*** Opening Quoted passage ***
A former nurse from South Bucks has helped protect over 800,000 young children from abuse in South Africa.

10 Downing Street

Lesley Rudd was appalled when she read, in 2004, about horrific stories of abuse suffered by children in South Africa and was immediately inspired to do something about it. Eleven years ago she set up the Infant Trust to help protect vulnerable children from brutality and violence and help prevent infant rape; they have now worked with partners in five of the poorest provinces.

The Infant Trust focuses on empowering women [and a few men…] to identify possible abuse and act on their suspicions; they provide training in running crèches as places of safety and healthy development. All of the Trust’s projects are run in partnership with local groups and local organisations to ensure sustainability. Lesley has been proactive in setting up all of the projects, fundraising and helping to design all the programmes.

Their flagship ‘Caring for Crèches’ programme, which was developed with Childline South Africa, is a free six-day training programme which instructs crèche leaders and carers in child care, health (including HIV/AIDS), nutrition, and how to recognise and react appropriately to suspected abuse. This programme alone has trained around 2,200 women, identified more than 3,000 children who have been abandoned and/or abused, and helped to protect over 106,000 small children plus others in their families and communities.

Through Infant Trust, Lesley also support numerous other projects, including providing therapy and support programmes for children and their families who have suffered abuse and a project which collects toys to pass on to traumatised young children. The Infant Trust also runs training courses for community volunteers and social workers, and carries out research into why such atrocious crimes are carried out and how this can prevented in future.
*** Closing Quoted passage ***
*** Opening Entries shown ***
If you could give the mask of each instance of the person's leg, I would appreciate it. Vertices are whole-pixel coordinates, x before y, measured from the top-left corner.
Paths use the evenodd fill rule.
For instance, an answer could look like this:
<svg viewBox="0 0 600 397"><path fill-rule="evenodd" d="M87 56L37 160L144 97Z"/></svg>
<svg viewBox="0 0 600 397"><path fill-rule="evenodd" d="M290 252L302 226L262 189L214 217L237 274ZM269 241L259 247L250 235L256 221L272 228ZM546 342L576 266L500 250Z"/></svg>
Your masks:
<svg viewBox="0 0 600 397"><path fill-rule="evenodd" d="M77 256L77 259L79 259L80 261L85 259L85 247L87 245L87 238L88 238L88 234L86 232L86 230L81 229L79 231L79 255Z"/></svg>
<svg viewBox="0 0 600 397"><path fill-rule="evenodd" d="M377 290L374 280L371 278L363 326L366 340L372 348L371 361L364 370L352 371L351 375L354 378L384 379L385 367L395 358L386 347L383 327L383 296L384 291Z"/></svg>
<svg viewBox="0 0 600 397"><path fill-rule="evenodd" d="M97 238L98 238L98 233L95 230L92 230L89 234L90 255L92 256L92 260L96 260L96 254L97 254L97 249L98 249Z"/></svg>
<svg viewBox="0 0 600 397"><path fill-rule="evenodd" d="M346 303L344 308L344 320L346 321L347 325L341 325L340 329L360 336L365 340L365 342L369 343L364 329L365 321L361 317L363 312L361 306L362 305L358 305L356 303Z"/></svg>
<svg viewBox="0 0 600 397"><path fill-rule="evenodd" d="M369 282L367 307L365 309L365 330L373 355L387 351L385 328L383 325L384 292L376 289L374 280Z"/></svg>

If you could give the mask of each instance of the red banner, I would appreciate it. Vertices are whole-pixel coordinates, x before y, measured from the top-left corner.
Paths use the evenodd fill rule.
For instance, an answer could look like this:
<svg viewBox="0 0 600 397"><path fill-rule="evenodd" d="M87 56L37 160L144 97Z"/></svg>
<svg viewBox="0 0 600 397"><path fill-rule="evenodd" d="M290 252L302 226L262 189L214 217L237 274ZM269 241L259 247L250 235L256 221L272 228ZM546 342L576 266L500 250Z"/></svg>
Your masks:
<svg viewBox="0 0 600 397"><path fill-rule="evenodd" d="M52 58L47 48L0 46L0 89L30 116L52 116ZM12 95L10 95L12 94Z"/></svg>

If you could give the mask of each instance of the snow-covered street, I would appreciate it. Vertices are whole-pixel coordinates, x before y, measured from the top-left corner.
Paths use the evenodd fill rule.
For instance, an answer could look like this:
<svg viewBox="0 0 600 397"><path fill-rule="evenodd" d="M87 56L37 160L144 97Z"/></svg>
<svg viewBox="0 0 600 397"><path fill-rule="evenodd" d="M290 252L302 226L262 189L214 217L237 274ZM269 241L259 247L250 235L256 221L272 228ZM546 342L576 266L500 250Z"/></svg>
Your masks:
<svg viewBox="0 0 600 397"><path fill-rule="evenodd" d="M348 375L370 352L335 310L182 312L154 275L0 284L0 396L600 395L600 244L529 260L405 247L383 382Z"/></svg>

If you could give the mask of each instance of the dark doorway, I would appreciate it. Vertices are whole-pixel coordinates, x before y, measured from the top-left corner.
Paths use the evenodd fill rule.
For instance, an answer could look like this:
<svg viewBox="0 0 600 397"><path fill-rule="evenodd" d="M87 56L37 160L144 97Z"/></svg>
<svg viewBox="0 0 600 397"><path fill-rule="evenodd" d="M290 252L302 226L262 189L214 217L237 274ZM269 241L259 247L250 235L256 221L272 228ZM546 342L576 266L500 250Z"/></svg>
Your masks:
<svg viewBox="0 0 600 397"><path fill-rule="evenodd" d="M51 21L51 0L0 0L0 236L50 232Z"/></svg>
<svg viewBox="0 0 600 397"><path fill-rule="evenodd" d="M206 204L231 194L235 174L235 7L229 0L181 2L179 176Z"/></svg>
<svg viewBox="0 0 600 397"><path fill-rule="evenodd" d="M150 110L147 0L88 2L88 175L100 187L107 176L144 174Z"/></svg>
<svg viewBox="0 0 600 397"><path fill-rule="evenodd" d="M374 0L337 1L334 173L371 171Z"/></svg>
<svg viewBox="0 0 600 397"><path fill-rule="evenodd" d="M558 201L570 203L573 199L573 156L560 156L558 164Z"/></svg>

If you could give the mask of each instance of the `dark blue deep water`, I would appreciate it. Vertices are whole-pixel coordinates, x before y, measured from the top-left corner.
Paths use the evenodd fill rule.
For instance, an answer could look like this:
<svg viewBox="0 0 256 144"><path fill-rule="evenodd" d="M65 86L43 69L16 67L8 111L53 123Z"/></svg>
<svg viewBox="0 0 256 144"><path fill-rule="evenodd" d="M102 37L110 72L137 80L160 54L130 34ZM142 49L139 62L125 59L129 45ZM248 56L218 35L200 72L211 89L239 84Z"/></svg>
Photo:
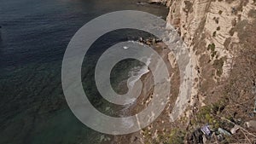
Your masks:
<svg viewBox="0 0 256 144"><path fill-rule="evenodd" d="M101 143L102 134L82 124L66 103L61 60L83 25L127 9L167 13L135 0L0 0L0 144ZM86 66L84 71L90 73Z"/></svg>

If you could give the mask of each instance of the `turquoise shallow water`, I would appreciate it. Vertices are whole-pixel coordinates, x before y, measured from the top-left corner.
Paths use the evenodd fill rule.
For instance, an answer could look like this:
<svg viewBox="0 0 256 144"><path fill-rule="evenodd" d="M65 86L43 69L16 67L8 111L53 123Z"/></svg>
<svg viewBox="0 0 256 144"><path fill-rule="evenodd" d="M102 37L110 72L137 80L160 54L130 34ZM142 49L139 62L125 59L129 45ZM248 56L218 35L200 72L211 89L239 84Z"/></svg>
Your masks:
<svg viewBox="0 0 256 144"><path fill-rule="evenodd" d="M79 27L101 14L125 9L159 16L167 13L164 7L139 6L134 0L0 0L1 144L100 143L102 134L82 124L66 103L61 60ZM132 35L116 32L103 37L87 55L82 76L84 90L100 110L108 103L96 97L93 81L87 80L93 74L94 60L102 48ZM115 75L116 79L125 78Z"/></svg>

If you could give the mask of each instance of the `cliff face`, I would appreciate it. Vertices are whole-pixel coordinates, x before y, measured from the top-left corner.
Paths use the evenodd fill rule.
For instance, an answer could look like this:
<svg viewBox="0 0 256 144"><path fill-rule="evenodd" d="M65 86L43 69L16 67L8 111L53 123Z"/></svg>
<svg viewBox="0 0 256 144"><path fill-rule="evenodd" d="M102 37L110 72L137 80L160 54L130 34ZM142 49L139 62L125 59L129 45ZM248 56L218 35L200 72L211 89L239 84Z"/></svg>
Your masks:
<svg viewBox="0 0 256 144"><path fill-rule="evenodd" d="M199 91L194 89L194 95L207 93L209 87L229 76L236 55L234 48L240 43L238 32L230 32L241 21L253 21L248 14L255 3L253 0L168 0L166 4L170 8L167 27L177 27L195 66L195 89ZM204 105L204 97L199 98Z"/></svg>
<svg viewBox="0 0 256 144"><path fill-rule="evenodd" d="M175 26L189 50L194 84L189 105L183 117L174 123L163 122L160 130L158 128L161 126L154 124L154 126L143 131L147 131L143 137L152 135L152 140L145 138L144 142L166 141L159 139L167 137L173 140L167 141L169 143L179 143L180 140L184 140L184 135L189 139L189 131L191 133L195 125L207 123L214 129L231 129L218 117L230 117L235 121L236 118L242 119L242 122L250 119L248 112L252 112L255 101L252 88L256 87L253 86L256 85L256 44L253 40L256 1L151 2L162 3L169 7L166 27ZM171 63L175 61L173 59L173 56L169 57ZM235 105L237 107L234 107ZM215 107L218 110L214 110ZM215 117L217 113L218 117ZM170 132L172 136L168 135Z"/></svg>

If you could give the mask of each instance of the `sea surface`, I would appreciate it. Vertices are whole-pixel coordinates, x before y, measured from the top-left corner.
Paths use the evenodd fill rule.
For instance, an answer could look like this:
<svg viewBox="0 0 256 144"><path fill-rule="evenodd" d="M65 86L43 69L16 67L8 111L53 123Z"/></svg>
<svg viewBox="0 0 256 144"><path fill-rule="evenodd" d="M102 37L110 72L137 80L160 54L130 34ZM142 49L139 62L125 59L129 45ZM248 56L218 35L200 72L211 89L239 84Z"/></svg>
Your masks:
<svg viewBox="0 0 256 144"><path fill-rule="evenodd" d="M86 127L69 110L61 72L65 49L75 32L92 19L117 10L141 10L163 18L168 12L164 6L135 0L0 0L0 144L111 141L111 135ZM110 104L99 98L91 69L108 47L138 37L150 35L132 30L110 32L84 58L83 85L102 112L118 115L114 108L106 110ZM138 65L136 60L120 62L112 74L113 85L143 72Z"/></svg>

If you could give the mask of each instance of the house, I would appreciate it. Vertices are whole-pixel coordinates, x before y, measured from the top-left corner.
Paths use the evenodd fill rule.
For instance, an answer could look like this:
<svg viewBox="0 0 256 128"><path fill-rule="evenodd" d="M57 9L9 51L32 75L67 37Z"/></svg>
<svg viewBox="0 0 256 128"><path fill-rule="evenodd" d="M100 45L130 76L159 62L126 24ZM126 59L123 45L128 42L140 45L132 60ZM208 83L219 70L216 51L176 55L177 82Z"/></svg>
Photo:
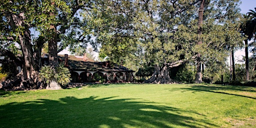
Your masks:
<svg viewBox="0 0 256 128"><path fill-rule="evenodd" d="M134 80L134 72L110 61L96 62L84 56L58 54L70 72L72 82L122 82Z"/></svg>

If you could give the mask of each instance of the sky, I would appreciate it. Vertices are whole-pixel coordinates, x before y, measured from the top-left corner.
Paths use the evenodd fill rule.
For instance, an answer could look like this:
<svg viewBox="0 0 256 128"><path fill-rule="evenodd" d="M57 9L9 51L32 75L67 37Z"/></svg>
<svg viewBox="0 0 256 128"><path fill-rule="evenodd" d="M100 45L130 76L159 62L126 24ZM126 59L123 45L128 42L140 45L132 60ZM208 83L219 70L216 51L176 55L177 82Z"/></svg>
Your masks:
*** Closing Entries shown ***
» Tasks
**1.** Summarize the passage about the Infant Trust in two sentences.
**2.** Answer these questions using the passage about the Infant Trust.
(a) In what year did Lesley Rudd read about the abuse of children in South Africa?
(b) How many days does the Caring for Crèches training last?
(c) What happens to the toys collected by one of the Trust's projects?
**3.** Continue the passage about the Infant Trust from its last sentence.

» List of answers
**1.** After reading in 2004 about the abuse of children in South Africa, former nurse Lesley Rudd from South Bucks set up the Infant Trust, which works with local partners in five of the poorest provinces to protect vulnerable children from violence and prevent infant rape. Its flagship Caring for Crèches program, developed with Childline South Africa, has trained around 2,200 women and helped protect over 106,000 small children, and the Trust also supports therapy, a toy collection project, training for volunteers and social workers, and research.

**2.**
(a) 2004
(b) Six days
(c) They are passed on to traumatized young children.

**3.**
Prime Minister David Cameron said:

“With the Infant Trust Lesley has empowered thousands of women across South Africa to protect and safeguard children in their communities. The education and training she has provided has helped to improve the lives of over 800,000 children, tackling the violence and abuse that affects too many of them in their early years. As we mark International Women’s Day this week I am delighted to recognise all that Lesley has done with the UK’s 489th Point of Light.”

Lesley said:

“It is a huge honour to be given this award in recognition of the work we have been doing for 11 years. Whilst our focus is always on how we can work to help protect more children, and help to break the cycle of violence against the most vulnerable in South Africa it is very rewarding to have our work recognised in the UK”

The daily Points of Light award recognises outstanding individual volunteers - people who are making a change in their community.